(EXERCISE):
Those lines of the following listing which contain the string "below" should be returned.

····················

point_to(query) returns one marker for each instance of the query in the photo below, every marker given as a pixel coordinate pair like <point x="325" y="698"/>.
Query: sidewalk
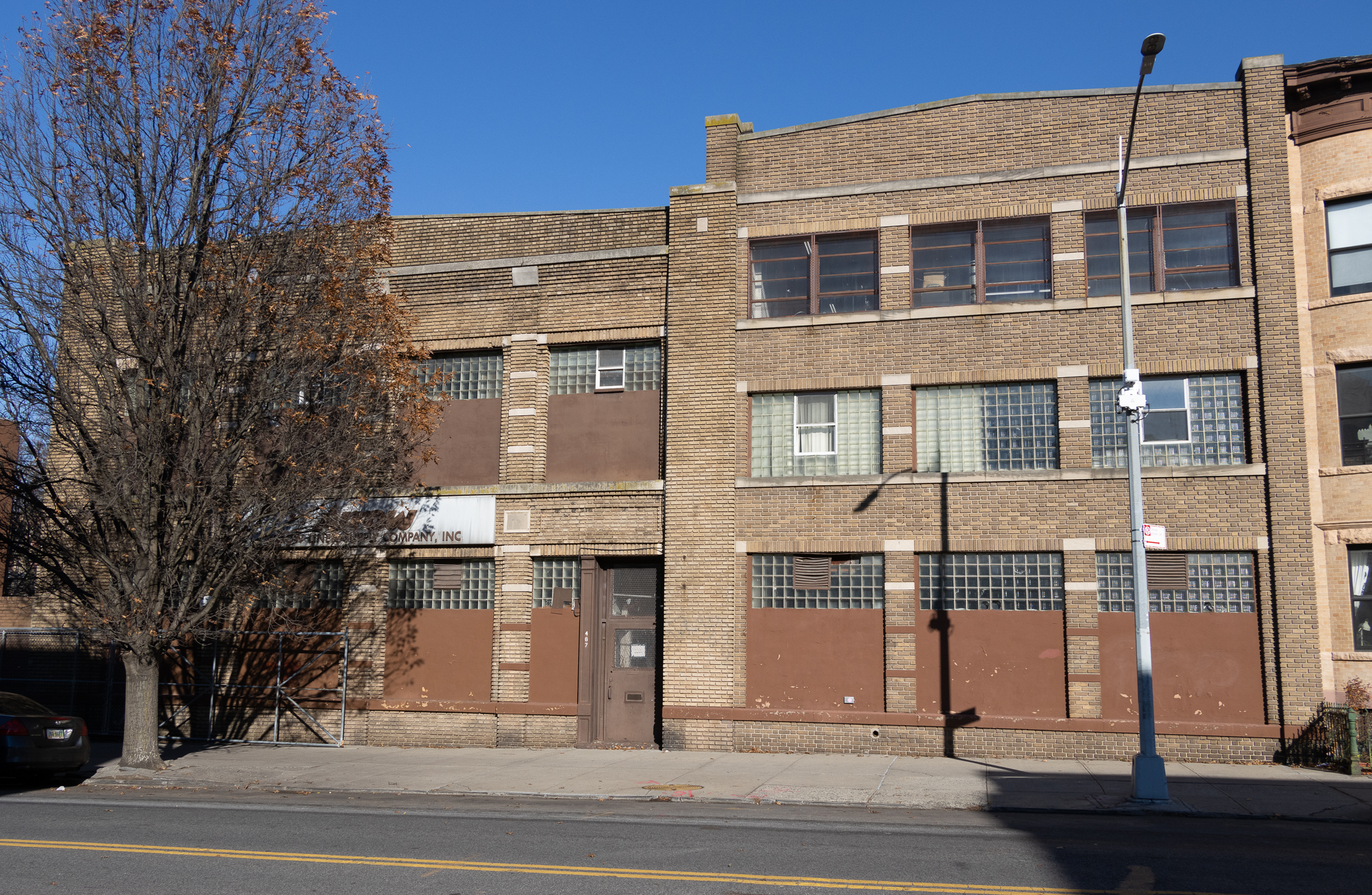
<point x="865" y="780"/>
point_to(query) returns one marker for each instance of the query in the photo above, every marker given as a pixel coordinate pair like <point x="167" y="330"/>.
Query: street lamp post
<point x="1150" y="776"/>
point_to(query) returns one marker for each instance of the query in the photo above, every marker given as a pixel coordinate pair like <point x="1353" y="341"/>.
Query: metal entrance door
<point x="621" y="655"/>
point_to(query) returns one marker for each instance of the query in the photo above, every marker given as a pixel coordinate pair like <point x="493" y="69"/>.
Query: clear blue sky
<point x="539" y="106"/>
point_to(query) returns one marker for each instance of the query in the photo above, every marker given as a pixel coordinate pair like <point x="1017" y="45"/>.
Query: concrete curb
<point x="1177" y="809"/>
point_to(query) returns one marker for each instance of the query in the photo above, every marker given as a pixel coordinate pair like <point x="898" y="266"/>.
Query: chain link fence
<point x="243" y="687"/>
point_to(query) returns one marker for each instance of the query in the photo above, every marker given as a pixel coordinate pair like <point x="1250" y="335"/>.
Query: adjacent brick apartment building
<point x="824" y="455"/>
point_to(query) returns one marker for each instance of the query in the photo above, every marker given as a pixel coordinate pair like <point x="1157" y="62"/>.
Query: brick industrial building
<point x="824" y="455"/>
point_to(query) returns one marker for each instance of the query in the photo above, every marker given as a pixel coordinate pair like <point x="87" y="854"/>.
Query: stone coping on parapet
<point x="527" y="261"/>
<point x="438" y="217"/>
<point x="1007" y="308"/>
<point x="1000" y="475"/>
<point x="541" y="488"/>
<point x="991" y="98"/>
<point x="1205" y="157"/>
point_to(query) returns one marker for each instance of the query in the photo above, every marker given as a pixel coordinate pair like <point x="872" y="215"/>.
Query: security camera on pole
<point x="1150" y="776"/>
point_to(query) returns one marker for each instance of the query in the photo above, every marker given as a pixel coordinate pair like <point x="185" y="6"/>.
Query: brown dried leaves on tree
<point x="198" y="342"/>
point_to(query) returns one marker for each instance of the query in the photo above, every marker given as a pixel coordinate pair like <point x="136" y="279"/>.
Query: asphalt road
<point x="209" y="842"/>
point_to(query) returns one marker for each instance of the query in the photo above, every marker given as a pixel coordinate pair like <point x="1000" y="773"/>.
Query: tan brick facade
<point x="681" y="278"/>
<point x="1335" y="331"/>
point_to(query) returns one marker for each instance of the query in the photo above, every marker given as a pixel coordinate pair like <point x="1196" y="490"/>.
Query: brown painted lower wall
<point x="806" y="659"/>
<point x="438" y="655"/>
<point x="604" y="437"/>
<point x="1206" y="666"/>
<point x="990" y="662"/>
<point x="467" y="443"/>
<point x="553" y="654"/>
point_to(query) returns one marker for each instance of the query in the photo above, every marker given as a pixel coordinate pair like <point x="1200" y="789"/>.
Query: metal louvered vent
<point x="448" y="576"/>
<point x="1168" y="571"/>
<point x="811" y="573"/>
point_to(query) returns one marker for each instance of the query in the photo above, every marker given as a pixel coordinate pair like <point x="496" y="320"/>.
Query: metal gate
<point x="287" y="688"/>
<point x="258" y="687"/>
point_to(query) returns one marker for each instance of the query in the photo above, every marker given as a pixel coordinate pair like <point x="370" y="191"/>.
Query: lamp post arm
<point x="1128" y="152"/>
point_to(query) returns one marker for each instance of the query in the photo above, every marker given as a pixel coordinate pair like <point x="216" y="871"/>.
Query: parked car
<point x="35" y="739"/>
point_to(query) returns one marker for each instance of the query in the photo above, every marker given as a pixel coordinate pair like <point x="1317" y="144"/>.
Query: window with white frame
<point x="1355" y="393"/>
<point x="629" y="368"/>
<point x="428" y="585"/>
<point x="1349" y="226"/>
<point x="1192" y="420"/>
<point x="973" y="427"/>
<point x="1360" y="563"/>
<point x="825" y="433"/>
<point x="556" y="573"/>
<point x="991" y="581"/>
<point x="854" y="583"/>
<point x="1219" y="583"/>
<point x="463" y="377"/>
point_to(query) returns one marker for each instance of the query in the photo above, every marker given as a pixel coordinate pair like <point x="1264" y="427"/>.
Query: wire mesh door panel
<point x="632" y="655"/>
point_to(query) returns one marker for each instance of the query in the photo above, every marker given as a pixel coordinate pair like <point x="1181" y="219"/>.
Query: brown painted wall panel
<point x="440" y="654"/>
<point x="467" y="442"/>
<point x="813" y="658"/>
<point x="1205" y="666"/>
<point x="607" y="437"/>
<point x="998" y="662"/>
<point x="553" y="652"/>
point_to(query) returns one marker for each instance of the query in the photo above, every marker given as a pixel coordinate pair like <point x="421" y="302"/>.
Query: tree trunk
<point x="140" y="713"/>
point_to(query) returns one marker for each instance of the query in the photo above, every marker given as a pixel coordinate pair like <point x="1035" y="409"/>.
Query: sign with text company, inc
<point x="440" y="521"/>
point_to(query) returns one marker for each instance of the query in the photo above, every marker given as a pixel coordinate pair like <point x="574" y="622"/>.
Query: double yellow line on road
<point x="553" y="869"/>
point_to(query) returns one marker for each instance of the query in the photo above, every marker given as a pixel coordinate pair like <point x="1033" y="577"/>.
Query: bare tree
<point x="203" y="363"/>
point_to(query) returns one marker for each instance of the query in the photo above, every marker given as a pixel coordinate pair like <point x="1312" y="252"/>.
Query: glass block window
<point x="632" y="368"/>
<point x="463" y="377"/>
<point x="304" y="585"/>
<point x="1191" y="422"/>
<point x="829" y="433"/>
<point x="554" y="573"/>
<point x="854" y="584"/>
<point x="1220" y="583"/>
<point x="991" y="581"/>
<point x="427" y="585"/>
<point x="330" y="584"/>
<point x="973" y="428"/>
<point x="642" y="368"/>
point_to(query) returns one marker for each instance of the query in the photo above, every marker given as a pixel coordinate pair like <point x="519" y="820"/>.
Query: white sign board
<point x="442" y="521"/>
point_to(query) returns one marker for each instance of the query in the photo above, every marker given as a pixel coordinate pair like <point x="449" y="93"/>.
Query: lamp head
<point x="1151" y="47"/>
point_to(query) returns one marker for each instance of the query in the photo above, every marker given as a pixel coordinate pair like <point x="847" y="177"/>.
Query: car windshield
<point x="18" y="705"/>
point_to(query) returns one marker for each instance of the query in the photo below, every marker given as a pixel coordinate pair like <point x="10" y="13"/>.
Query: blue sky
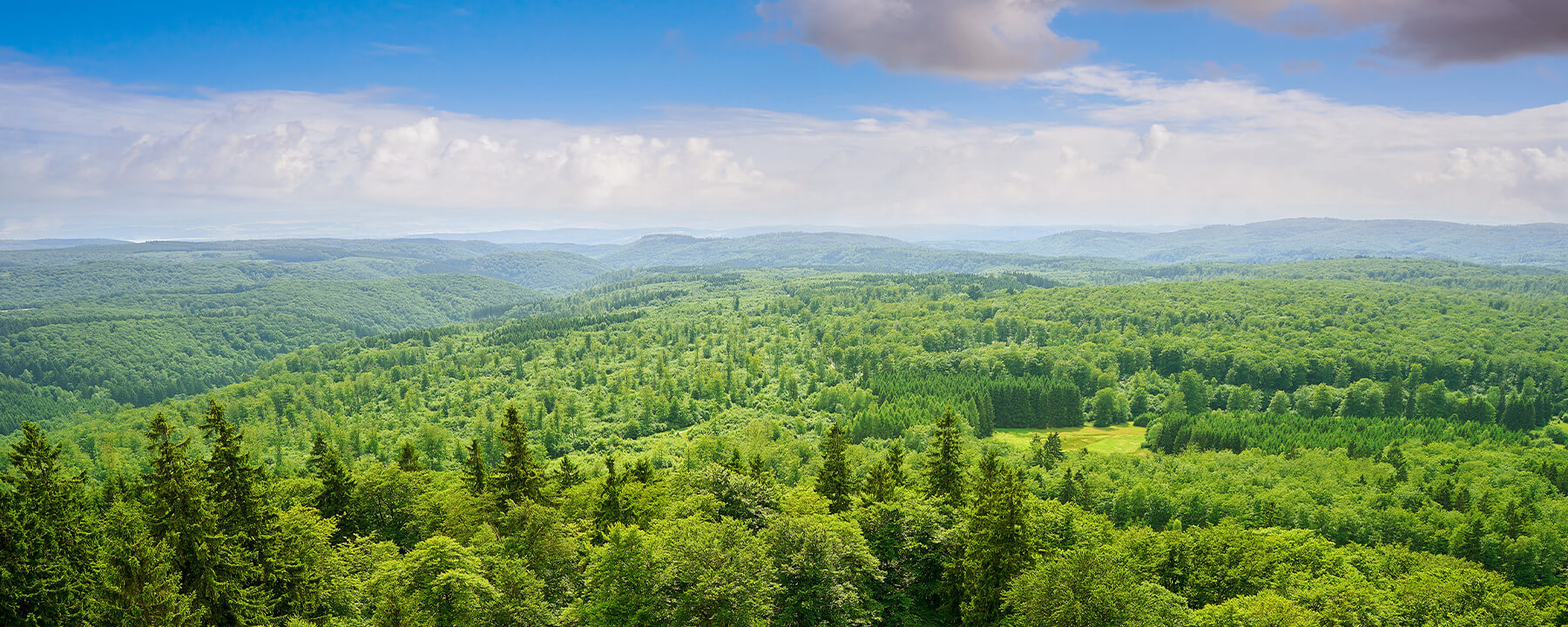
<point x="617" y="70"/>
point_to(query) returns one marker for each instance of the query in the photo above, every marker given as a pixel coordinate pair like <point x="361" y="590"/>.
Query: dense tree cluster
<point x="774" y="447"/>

····················

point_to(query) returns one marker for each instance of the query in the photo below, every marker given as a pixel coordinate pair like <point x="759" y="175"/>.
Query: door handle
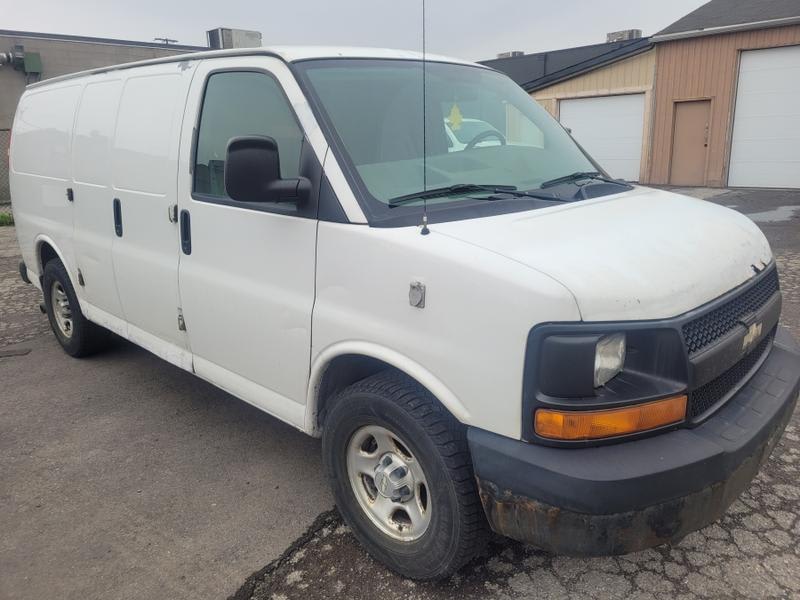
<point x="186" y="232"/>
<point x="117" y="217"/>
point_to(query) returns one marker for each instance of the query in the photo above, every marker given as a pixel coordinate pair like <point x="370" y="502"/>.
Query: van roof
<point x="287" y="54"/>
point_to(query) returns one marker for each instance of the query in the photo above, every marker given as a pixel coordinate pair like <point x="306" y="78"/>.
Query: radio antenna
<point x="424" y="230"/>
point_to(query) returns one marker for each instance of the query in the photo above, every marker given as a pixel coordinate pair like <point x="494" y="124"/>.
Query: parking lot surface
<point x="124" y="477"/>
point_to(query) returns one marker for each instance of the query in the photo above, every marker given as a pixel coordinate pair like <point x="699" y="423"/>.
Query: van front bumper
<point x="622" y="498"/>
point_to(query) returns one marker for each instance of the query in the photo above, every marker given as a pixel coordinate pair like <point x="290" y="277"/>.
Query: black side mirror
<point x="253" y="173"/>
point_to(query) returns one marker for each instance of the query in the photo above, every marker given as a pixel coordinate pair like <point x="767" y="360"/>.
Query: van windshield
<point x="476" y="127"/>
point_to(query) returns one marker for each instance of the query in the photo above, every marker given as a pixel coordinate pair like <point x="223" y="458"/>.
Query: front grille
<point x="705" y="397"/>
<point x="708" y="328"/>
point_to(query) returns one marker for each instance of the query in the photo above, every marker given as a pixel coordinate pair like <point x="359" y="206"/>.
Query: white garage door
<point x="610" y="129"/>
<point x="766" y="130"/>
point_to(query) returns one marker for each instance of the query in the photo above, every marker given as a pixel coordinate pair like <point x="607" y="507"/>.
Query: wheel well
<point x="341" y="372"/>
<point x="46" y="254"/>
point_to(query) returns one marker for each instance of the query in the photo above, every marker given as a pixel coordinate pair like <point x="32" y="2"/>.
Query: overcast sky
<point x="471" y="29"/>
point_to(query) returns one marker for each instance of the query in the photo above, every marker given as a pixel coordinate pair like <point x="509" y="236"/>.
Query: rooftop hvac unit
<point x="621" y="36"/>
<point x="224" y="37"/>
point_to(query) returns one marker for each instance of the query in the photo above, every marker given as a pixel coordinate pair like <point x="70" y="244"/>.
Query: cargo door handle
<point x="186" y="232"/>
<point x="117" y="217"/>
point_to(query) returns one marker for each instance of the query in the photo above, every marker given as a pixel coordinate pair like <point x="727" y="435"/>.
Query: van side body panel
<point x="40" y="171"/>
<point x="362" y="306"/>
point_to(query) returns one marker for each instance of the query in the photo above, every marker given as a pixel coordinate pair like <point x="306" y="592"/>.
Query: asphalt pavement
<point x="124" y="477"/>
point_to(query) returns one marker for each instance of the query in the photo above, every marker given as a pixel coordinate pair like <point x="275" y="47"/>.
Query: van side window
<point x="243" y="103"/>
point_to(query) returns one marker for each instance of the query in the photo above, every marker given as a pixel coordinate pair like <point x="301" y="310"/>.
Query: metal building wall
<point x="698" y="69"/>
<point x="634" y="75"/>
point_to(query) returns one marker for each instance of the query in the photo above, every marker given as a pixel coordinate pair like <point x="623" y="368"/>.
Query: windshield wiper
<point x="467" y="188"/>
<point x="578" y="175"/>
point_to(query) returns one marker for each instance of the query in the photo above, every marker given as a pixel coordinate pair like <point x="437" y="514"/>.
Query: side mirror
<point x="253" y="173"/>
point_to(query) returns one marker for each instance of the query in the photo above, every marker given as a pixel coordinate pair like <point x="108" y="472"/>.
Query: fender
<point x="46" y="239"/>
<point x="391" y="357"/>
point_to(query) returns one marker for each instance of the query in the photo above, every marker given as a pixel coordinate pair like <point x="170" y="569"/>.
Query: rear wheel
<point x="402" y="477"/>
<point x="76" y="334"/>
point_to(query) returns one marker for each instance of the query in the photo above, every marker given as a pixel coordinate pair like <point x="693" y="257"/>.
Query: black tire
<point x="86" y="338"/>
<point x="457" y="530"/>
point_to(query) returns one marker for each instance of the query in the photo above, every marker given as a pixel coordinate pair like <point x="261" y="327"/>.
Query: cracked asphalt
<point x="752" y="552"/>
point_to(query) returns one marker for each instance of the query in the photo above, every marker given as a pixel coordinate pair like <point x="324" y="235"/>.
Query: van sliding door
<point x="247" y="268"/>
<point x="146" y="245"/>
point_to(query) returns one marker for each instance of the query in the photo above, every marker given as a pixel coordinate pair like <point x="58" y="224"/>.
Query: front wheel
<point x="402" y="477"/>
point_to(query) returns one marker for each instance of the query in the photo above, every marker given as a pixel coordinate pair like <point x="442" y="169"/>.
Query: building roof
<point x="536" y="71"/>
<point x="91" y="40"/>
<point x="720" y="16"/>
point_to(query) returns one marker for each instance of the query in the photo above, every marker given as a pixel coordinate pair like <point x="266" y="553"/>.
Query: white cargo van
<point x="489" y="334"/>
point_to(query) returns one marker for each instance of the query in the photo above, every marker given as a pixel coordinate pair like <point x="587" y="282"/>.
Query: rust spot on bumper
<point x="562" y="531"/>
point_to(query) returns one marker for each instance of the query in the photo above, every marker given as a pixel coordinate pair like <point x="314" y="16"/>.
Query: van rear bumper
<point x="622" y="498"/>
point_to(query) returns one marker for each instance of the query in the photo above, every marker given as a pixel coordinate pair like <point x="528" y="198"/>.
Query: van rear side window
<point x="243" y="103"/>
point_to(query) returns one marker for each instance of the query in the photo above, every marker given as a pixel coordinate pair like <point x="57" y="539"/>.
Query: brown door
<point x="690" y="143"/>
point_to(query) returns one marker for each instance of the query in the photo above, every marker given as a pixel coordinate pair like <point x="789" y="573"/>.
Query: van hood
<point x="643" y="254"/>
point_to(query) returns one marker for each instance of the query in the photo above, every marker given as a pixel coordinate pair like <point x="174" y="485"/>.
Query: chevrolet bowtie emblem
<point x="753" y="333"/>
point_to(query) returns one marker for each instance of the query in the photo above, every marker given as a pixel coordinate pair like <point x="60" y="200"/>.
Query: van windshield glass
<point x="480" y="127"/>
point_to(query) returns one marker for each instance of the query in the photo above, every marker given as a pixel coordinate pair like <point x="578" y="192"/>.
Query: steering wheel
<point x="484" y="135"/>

····················

(REPLY):
point_to(query) returns one marker for each instance of the query in the photo below, every marker given as a pixel coordinate pair like <point x="325" y="698"/>.
point_to(query) returns one marker for each instance of the query in the photo below, every marker given as a pixel coordinate pair like <point x="10" y="13"/>.
point_to(query) returns one marker for each instance of the query in the photo below, every marker given as a pixel coordinate pair like <point x="759" y="175"/>.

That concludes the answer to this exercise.